Aim of the exercise
Reproduce the stretch of rows from the line containing "task: provide the mask of every instance of the **tree**" through the line containing "219 140 L 219", including both of those lines, exactly as they appear.

Exercise materials
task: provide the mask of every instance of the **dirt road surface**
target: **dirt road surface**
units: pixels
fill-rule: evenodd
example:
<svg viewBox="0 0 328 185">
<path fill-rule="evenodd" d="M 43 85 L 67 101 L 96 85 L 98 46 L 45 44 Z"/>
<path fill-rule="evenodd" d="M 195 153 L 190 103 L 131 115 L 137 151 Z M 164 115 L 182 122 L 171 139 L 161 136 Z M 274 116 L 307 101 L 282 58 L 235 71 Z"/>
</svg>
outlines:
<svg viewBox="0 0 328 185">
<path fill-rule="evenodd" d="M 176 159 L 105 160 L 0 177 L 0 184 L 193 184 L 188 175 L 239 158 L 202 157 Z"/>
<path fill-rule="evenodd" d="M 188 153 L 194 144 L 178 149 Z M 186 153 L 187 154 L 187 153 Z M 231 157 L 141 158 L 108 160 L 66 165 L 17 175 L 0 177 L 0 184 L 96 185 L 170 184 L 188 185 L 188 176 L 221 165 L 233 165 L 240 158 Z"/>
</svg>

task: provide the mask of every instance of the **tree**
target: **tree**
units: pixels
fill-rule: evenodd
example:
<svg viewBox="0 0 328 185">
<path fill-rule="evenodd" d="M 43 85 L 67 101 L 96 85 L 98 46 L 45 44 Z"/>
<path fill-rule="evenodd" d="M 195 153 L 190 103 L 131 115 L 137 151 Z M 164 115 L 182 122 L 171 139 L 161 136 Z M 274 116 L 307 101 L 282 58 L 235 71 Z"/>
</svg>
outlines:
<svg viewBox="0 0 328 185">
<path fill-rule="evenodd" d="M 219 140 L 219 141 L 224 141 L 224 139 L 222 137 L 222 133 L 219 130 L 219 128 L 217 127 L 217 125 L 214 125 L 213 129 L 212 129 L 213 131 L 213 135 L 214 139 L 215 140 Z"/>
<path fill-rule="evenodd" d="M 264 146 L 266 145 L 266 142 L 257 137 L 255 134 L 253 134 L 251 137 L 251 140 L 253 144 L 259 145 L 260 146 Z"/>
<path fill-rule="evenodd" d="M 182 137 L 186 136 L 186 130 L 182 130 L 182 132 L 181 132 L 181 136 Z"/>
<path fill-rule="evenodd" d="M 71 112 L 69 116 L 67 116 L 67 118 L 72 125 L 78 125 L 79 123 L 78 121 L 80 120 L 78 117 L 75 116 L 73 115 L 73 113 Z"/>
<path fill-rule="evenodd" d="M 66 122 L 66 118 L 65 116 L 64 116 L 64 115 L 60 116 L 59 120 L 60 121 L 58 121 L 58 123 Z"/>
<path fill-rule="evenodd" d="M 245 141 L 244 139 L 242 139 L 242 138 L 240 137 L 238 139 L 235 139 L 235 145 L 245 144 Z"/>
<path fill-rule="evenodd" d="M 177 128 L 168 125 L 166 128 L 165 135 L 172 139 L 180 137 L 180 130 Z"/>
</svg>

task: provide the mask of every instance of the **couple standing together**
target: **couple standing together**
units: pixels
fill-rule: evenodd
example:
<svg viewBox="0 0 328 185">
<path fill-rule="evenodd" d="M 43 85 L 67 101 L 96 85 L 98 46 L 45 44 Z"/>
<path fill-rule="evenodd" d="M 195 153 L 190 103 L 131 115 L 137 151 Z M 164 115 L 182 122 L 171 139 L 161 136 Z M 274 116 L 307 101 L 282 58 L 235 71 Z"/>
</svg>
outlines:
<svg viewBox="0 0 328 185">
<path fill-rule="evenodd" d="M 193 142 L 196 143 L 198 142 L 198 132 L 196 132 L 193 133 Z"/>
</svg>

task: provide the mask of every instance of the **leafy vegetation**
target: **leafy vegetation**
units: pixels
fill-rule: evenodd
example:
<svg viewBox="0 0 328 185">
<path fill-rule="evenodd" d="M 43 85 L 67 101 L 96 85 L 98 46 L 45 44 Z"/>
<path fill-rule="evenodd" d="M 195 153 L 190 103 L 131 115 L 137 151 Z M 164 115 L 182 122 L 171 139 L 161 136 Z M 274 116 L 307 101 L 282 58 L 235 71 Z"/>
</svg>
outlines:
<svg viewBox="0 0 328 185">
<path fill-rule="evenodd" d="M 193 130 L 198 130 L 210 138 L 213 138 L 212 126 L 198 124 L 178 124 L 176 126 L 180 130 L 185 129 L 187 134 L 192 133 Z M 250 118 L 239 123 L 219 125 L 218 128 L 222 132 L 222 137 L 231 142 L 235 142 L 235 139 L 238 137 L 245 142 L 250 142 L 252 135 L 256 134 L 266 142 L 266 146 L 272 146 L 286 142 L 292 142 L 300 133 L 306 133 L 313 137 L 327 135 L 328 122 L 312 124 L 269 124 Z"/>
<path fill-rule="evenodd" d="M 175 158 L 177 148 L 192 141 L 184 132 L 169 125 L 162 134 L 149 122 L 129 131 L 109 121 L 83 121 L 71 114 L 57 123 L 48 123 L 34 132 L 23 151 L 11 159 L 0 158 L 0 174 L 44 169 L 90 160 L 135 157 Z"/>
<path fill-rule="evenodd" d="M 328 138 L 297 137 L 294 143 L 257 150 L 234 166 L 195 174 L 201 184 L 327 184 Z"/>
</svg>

Written answer
task: provide the mask of every instance of the **tree**
target: **tree**
units: pixels
fill-rule: evenodd
example:
<svg viewBox="0 0 328 185">
<path fill-rule="evenodd" d="M 43 85 L 67 101 L 96 85 L 98 46 L 45 44 Z"/>
<path fill-rule="evenodd" d="M 195 153 L 190 103 L 131 115 L 137 151 Z M 164 115 L 182 122 L 171 139 L 161 136 Z M 274 116 L 307 101 L 282 58 L 235 71 Z"/>
</svg>
outlines:
<svg viewBox="0 0 328 185">
<path fill-rule="evenodd" d="M 219 140 L 219 141 L 224 141 L 224 139 L 222 137 L 222 133 L 219 130 L 219 128 L 217 127 L 217 125 L 214 125 L 213 129 L 212 129 L 213 131 L 213 135 L 214 139 L 215 140 Z"/>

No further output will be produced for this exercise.